## COMPLETE THE FOLLOWING
[1] List every person whom the recap quotes directly with the speaker's name given.
[2] Return, word for word, the stretch of the recap from "Marisha had no" through "for the Nein.".

Marisha had no idea her mention of the Cobalt Soul would carry so much weight with the Plank King. It was a last-ditch effort after Fjord’s diplomacy fell flat with him. Travis desperately wants to know how much of what Beau said was true.
Brian: “Only Mercer could make Plank King cool again... Planking? Remember?” There is a brief threat of mutiny in the studio. It’s a Tuesday.
Matt mentioned to Marisha that, if Avantika had been allowed to speak, she would’ve called for a trial. Things could’ve gone very wrong for the Nein.
Out-of-context quote of the night: Dani: “Can you fit a puppy in your pocket?” Travis: “Yes, I’m enormous.”
Beau is surrounded by people who can do all sorts of absurd magic, “so of course she’s like, ‘Yeah, I can punch the shit out of you. I’ll start a fucking fight to do it!’”
Travis isn’t working with anything custom for his class, apart from the sword. Brian: “So your gag reflex is right out of the Handbook?” Travis: “That and personal experience.”
Travis on Fjord’s reaction to Avantika’s death: “All great stories are laced with truth. That fucked me up, because I hadn’t realized until that point that if she’s toast, I won’t get to ask her questions.” Not to mention the whole island having reactions to Vandren’s name. “I went back and watched it twice. The ritual, the tattoos, how she found her sphere, all of that shit, I’m feeling more like I knew less of the man than I thought I knew, and she knew more about him than I ever did. It’s fucking me up.”
Fanart of the Week: “I... wait.”
Marisha on Avantika’s very sudden death: “You know how things happen, and you go, wow, I should’ve seen that coming...” The outcome of the first plan was just to get her arrested, and then the fight happened, so she wasn’t thinking about immediate repercussions. She was expecting an arrest, and maybe she’d get executed after they left, but “I mean... that was brutal.” Travis: “It just kept escalating, and then she kept saying nothing after nothing. We’re going to be front row center for this.”
Travis: “Fjord is Lawful Good, clearly--” Brian: “You’re fooling no one with that Lawful Good bullshit, Travis.” Travis: “At least 40% of the audience. Lawful Good. Clearly feels a little distressed that she had to pay with her life.” But he points out that it wasn’t the first time Fjord wanted to see her dead. “If he could’ve seen to it himself, I think he would’ve.” It’s not something he’s very practiced with, but he’s emboldened by his new abilities.

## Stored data
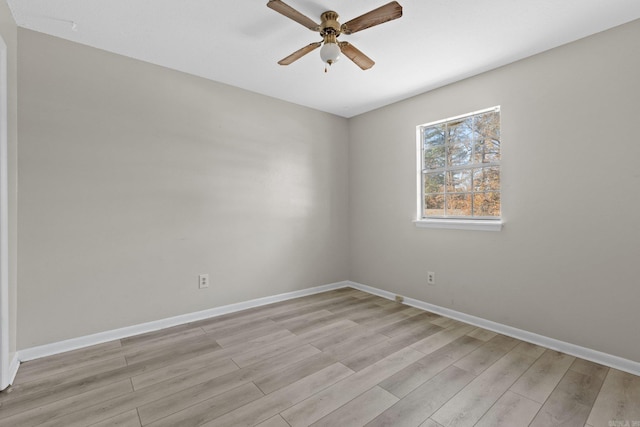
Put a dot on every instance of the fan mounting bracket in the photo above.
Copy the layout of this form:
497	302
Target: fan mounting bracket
330	24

## RESPONSE LIST
[1] Brian, Dani, Travis, Marisha

[2]
Marisha had no idea her mention of the Cobalt Soul would carry so much weight with the Plank King. It was a last-ditch effort after Fjord’s diplomacy fell flat with him. Travis desperately wants to know how much of what Beau said was true.
Brian: “Only Mercer could make Plank King cool again... Planking? Remember?” There is a brief threat of mutiny in the studio. It’s a Tuesday.
Matt mentioned to Marisha that, if Avantika had been allowed to speak, she would’ve called for a trial. Things could’ve gone very wrong for the Nein.